• Supplied records:
- - - - -

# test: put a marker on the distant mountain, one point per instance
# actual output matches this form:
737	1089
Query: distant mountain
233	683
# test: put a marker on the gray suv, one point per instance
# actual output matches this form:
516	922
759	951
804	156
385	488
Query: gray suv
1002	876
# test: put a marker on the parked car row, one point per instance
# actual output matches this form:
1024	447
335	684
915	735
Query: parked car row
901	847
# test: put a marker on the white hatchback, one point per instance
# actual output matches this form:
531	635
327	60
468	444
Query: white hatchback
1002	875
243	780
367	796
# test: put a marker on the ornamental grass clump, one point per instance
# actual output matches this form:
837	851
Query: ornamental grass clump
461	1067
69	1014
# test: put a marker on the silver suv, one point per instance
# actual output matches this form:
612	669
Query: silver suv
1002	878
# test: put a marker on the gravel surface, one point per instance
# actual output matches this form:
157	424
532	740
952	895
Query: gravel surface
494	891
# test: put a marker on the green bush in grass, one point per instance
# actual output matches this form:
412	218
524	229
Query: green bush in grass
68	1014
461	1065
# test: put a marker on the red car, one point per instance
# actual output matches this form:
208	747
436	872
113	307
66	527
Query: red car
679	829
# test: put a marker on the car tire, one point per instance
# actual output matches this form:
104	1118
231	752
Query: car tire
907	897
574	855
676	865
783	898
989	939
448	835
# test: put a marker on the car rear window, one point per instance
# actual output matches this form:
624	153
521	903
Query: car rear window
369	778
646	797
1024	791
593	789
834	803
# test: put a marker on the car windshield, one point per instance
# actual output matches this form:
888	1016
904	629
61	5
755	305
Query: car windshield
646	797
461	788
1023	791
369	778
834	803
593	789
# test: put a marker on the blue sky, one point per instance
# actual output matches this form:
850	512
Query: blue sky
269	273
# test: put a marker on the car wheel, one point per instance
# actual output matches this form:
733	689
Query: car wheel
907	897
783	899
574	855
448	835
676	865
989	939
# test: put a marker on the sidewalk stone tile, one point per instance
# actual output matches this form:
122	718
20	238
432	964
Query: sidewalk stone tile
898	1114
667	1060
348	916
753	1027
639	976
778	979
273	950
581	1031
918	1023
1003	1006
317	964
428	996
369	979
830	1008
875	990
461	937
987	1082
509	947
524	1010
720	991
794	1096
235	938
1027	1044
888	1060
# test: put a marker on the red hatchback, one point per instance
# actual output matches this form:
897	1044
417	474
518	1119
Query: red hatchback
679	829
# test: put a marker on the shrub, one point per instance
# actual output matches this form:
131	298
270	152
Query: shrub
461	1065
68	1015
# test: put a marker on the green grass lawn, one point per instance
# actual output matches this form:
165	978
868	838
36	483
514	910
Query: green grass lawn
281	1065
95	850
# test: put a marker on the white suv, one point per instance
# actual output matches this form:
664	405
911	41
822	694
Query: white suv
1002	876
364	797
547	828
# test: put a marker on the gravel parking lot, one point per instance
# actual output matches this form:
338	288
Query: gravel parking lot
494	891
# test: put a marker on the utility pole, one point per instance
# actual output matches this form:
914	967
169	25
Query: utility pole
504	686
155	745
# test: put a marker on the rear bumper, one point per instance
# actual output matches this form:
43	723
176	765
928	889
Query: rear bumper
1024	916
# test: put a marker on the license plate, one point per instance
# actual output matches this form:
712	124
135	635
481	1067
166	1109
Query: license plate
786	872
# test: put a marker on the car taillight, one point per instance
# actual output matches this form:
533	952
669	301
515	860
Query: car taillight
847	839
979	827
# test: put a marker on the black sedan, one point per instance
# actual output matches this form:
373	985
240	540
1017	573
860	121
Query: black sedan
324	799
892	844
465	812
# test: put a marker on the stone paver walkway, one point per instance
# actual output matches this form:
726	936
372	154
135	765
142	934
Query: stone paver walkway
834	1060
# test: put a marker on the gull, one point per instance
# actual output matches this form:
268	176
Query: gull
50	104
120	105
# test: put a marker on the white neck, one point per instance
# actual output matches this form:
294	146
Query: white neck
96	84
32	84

- - - - -

• What needs to be done:
Exactly and only the lines from the one containing "# test: put a marker on the white suv, one" through the end of the material are to be reproduced, both ends included.

• The answer:
# test: put a marker on the white suv, one point per instance
# actual output matches this form:
664	405
911	41
822	694
Query: white suv
1002	876
364	797
547	828
# test: put a marker on the gravel parking lot, one point per instance
# actual output matches this form:
338	288
Query: gravel parking lot
494	891
# test: put a marker on the utility pole, one point per instance
# actual output matches this form:
914	967
169	25
Query: utility pole
504	686
155	745
# test: put a marker on the rear bumper, one point per instance
# actual output matches this form:
43	723
176	765
928	889
Query: rear bumper
1024	916
# test: put a marker on the license plate, one point per instance
# actual output matches this form:
712	124
135	635
481	1067
166	1109
Query: license plate
786	872
# test: put a marker on the car taillight, one point per instance
# actual output matches this form:
533	952
669	301
515	860
Query: car taillight
847	839
979	827
# test: put a marker on the black sedan, one point per instance
# actual output matches this form:
373	985
240	540
1017	573
860	121
Query: black sedan
324	799
892	844
465	812
# test: put a marker on the stone paver walkway, one point per instance
# actual output matches this form:
726	936
372	154
135	765
142	934
Query: stone paver walkway
834	1060
# test: put a marker on the gull, one point per instance
# actual output matches this form:
268	176
Query: gull
50	104
120	105
# test: put a marker on the white neck, one point per instance
# actual output matches this form:
294	146
Query: white neck
96	84
32	84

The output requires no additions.